- Problem statement: Below are records to be output exactly, every one of them.
[start Supplied entries]
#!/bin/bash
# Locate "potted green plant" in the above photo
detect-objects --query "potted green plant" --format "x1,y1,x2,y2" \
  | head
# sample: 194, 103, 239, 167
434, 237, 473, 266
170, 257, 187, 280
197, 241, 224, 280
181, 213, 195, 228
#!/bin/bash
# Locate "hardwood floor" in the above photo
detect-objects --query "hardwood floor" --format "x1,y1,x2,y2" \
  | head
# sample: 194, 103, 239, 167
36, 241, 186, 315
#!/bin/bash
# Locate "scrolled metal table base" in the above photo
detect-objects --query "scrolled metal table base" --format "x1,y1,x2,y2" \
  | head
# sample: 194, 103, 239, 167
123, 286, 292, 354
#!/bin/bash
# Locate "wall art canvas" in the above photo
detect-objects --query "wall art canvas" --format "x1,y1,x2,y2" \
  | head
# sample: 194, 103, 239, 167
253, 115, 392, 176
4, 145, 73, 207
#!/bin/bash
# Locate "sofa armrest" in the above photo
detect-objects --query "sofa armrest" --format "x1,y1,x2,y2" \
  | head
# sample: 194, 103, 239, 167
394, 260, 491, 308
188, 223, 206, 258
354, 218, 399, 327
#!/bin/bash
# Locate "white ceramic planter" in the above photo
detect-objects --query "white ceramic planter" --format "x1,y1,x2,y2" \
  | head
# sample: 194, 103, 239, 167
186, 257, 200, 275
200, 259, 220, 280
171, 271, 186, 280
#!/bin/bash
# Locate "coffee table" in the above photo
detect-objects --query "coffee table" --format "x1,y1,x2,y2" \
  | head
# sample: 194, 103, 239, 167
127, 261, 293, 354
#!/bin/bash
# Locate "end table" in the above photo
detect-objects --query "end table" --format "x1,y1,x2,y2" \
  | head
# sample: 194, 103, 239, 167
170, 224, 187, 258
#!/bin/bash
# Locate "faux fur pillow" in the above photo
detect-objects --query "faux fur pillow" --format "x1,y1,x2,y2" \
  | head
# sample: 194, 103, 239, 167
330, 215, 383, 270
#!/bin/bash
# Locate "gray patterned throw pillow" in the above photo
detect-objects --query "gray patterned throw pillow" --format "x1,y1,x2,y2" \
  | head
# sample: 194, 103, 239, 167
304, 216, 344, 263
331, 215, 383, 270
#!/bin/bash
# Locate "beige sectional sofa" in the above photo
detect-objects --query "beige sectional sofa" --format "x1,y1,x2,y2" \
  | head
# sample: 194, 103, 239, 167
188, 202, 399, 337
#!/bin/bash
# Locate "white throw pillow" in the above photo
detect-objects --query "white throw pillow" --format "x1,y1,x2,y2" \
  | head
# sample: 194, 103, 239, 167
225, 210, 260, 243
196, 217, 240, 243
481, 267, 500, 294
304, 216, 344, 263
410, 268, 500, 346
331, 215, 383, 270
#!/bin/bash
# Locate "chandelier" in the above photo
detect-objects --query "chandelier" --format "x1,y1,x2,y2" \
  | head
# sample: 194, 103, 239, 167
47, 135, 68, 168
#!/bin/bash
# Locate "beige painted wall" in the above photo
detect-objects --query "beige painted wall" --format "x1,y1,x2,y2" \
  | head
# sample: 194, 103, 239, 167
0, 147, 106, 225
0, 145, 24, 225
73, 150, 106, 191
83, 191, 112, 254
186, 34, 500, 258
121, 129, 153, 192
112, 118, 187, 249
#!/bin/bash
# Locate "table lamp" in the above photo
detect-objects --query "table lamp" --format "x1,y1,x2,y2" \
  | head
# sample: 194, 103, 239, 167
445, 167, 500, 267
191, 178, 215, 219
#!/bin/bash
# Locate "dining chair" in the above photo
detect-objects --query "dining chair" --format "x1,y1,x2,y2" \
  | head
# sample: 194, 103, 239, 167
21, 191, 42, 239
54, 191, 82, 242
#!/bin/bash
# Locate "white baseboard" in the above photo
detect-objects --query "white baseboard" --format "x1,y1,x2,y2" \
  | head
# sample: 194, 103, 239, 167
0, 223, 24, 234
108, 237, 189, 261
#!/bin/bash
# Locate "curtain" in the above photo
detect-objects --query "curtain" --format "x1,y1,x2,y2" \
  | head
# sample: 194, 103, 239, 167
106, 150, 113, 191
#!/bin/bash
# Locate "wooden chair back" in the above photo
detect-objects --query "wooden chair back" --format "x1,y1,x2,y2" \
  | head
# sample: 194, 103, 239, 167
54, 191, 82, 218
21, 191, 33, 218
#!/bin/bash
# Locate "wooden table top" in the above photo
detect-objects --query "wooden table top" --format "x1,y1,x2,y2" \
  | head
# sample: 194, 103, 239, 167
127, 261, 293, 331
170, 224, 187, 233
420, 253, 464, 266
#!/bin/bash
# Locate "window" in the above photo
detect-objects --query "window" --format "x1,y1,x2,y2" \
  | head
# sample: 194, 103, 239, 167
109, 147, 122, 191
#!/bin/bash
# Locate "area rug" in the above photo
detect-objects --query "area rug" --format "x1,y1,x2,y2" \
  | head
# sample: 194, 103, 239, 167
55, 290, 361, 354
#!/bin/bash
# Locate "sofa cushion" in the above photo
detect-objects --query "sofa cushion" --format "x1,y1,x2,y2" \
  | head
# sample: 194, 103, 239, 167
[end Supplied entries]
- Solved exercise:
#!/bin/bash
# Locate "potted green plant" in the above photo
detect-objects --query "potted green plant" --format "x1,y1,x2,y2" \
  | head
# sample: 194, 103, 239, 167
434, 237, 473, 266
170, 257, 187, 280
197, 241, 224, 280
181, 213, 195, 228
#!/bin/bash
# Locate "hardwood floor" in the above photo
detect-objects --query "hardwood floor" --format "x1,y1,x2,y2" \
  | head
# sample: 194, 103, 239, 167
36, 241, 186, 315
#!/bin/bash
# Locate "scrolled metal table base" in the above photo
detect-objects --query "scrolled metal table base" --format "x1,y1,x2,y2" \
  | head
# sample: 194, 103, 239, 167
123, 286, 292, 354
#!/bin/bash
# Locate "wall art canvas" in the above photo
detect-objects --query "wall art canvas" --format "x1,y1,x2,y2" \
  | head
# sample: 194, 103, 239, 167
253, 115, 392, 176
4, 145, 73, 207
#!/bin/bash
# Locate "sofa armrest" in the above photo
detect-objects --query "sofa armrest" --format "x1,y1,x2,y2" \
  | head
# sample: 194, 103, 239, 167
394, 260, 491, 308
188, 223, 206, 258
354, 218, 399, 327
#!/bin/bash
# Locate "white ceramic planter" in the above photo
detect-objects --query "white ceramic planter" --format "x1,y1,x2,y2" \
  | head
# sample: 194, 103, 239, 167
186, 257, 200, 275
200, 259, 220, 280
171, 271, 186, 280
#!/bin/bash
# Locate "coffee table" in the above photo
detect-objects --query "coffee table" --format "x1,y1,x2,y2" \
  | head
# sample: 194, 103, 239, 167
127, 261, 293, 354
#!/bin/bash
# Locate "end table" in the above photo
detect-objects --query "end table" --format "x1,y1,x2,y2" \
  | head
# sample: 194, 103, 239, 167
170, 224, 187, 258
#!/bin/bash
# Locate "faux fur pillow" in the above photo
detect-objects --query "faux fur pillow" --format "x1,y1,x2,y2" \
  | head
# sample: 194, 103, 239, 167
330, 215, 383, 270
#!/bin/bash
# Locate "gray patterned throw pillow" in the above photo
detect-objects --query "gray patterned throw pillow" --format "x1,y1,x2,y2" \
  | head
# sample: 194, 103, 239, 167
304, 216, 344, 263
331, 215, 383, 270
#!/bin/bash
# Locate "beige sectional sofa" in the above photo
detect-objects --query "beige sectional sofa" --format "x1,y1,x2,y2" \
  | head
# sample: 194, 103, 239, 167
188, 202, 399, 337
#!/bin/bash
# Locate "white throw pillow" in the above photo
detect-objects --query "white throw pillow" --format "x1,y1,x2,y2" \
  | head
# sample: 194, 103, 239, 167
225, 210, 260, 243
196, 217, 240, 243
481, 267, 500, 294
304, 216, 344, 263
410, 268, 500, 346
331, 215, 383, 270
#!/bin/bash
# Locate "chandelier" in the above photo
detect-objects --query "chandelier" --format "x1,y1,x2,y2" \
  | head
# sample: 194, 103, 239, 167
47, 135, 68, 168
#!/bin/bash
# Locate "beige painted wall" in the above photo
detect-objects --query "beige painted wall" --format "x1,y1,x2,y2" \
  | head
# sample: 194, 103, 239, 167
0, 147, 106, 225
0, 145, 24, 225
73, 150, 106, 191
83, 191, 112, 254
186, 34, 500, 258
121, 129, 153, 192
112, 118, 187, 249
#!/bin/bash
# Locate "table lamp" in the above photo
detect-objects --query "table lamp" --format "x1,y1,x2,y2" \
  | head
# sample: 194, 103, 239, 167
445, 167, 500, 267
191, 178, 215, 219
#!/bin/bash
# Locate "dining chair" in the above photo
detect-objects --query "dining chair" --format "x1,y1,x2,y2" \
  | head
# sample: 194, 103, 239, 167
21, 191, 42, 239
54, 191, 82, 242
#!/bin/bash
# Locate "white baseboard" in the above photo
detect-objects --query "white baseboard" --format "x1,y1,x2,y2" \
  | head
# sample: 194, 103, 239, 167
0, 223, 24, 234
108, 237, 189, 261
#!/bin/bash
# Locate "curtain" in the above photo
detect-objects --query "curtain" --format "x1,y1,x2,y2" \
  | head
# sample: 194, 103, 239, 167
106, 150, 113, 191
#!/bin/bash
# Locate "wooden chair back" in the above photo
detect-objects --query "wooden chair back" --format "x1,y1,x2,y2" \
  | head
# sample: 194, 103, 239, 167
54, 191, 82, 218
21, 191, 33, 218
#!/bin/bash
# Locate "wooden table top" in the above photo
detect-objects --query "wooden table top" --format "x1,y1,x2,y2" \
  | head
# sample: 194, 103, 239, 167
127, 261, 293, 331
170, 224, 187, 233
420, 253, 464, 266
#!/bin/bash
# Locate "window" in the above photo
detect-objects --query "window" --format "x1,y1,x2,y2" \
  | head
# sample: 194, 103, 239, 167
109, 147, 122, 191
#!/bin/bash
# Locate "area rug" in the above photo
detect-objects --query "area rug" --format "x1,y1,x2,y2" \
  | head
# sample: 194, 103, 239, 167
55, 290, 361, 354
#!/bin/bash
# Locate "sofa cushion" in the above photo
detect-objects --query "sofa cushion" --format "x1,y1,x2,y2" \
  | head
# sample: 194, 103, 239, 167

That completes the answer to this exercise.